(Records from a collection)

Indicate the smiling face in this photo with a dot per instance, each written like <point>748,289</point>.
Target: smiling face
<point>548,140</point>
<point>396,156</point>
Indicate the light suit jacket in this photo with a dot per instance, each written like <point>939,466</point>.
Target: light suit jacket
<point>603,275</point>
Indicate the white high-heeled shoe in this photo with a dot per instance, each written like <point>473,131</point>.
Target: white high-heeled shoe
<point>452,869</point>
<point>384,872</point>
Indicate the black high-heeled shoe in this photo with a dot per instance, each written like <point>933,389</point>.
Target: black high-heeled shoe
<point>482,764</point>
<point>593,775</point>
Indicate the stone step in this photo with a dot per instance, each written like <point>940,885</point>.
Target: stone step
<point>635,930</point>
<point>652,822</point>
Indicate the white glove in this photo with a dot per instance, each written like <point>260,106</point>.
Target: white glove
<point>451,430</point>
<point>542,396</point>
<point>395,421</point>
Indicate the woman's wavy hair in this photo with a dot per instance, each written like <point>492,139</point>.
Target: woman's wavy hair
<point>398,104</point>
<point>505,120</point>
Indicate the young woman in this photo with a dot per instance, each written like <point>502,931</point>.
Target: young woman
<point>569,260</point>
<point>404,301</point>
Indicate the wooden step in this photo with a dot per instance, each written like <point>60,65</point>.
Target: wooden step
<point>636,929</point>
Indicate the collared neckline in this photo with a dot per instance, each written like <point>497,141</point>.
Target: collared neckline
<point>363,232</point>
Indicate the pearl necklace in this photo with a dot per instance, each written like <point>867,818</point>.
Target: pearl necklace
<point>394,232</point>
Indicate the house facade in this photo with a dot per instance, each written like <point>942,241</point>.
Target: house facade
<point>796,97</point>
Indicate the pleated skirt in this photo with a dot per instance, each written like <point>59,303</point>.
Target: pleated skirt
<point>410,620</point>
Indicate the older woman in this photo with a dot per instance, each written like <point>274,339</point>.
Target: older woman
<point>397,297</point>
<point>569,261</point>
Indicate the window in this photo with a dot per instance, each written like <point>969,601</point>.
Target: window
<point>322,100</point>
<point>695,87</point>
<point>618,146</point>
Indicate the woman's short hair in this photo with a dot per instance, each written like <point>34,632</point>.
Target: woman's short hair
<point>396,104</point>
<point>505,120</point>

Stated exercise: Copy out every one of the entries above, substituting "Mark" for "Indicate" and leaving everything else as it is.

Output for this task:
Mark the smiling face in this photo with a dot per instance, each written like <point>748,289</point>.
Target: smiling face
<point>548,140</point>
<point>396,156</point>
Mark the light suit jacket in this photo with a dot per instance, each written like <point>939,466</point>.
Target: light suit jacket
<point>603,275</point>
Mark the white high-heeled shoe in this photo with a dot per instance, each written like <point>473,131</point>.
Target: white high-heeled shoe
<point>452,869</point>
<point>384,872</point>
Mark the black high-heeled shoe in this photo with a dot per instance, each written like <point>933,389</point>.
Target: black high-heeled shoe
<point>482,764</point>
<point>593,775</point>
Mark the stone step in this photo with a dot per instance, each written like <point>940,885</point>.
Target: stone step
<point>635,930</point>
<point>652,822</point>
Mark the white glove in this photo with a dot per instance, each written like <point>260,106</point>.
Target: white glove
<point>451,430</point>
<point>542,396</point>
<point>395,421</point>
Mark the woman's wavy hair in this photo with a dot per instance, each written like <point>492,139</point>.
Target: woman's wavy hair
<point>398,104</point>
<point>505,120</point>
Mark the young woman in this photo with a dot per instance, each written like <point>502,931</point>.
Target: young woman
<point>569,260</point>
<point>404,301</point>
Mark the wooden step in this photo with a dot per instance, each written like <point>60,65</point>.
Target: wooden step
<point>636,929</point>
Mark the collared neckline in this photo with a dot per instance, each written like <point>497,141</point>.
Target: collared neckline
<point>363,232</point>
Mark the pearl necklace in this photo with a dot per instance, each written like <point>867,818</point>.
Target: pearl necklace
<point>394,232</point>
Mark the house facade in this photo with a dot per instance, each written like <point>942,241</point>.
Target: house facade
<point>796,97</point>
Mark the pleated skirt in this photo with a dot per instance, each written like <point>59,303</point>.
Target: pleated skirt
<point>410,620</point>
Mark the older woman in this photo with a dot per instance, each written like <point>274,339</point>.
Target: older woman
<point>397,297</point>
<point>569,261</point>
Mark the window in this photo with a dot per instance, each written like <point>969,601</point>.
Target: window
<point>322,100</point>
<point>695,87</point>
<point>618,146</point>
Mark the woman's short hair in this photo with a dot per instance, each written like <point>34,632</point>.
Target: woman's short hair
<point>396,104</point>
<point>505,120</point>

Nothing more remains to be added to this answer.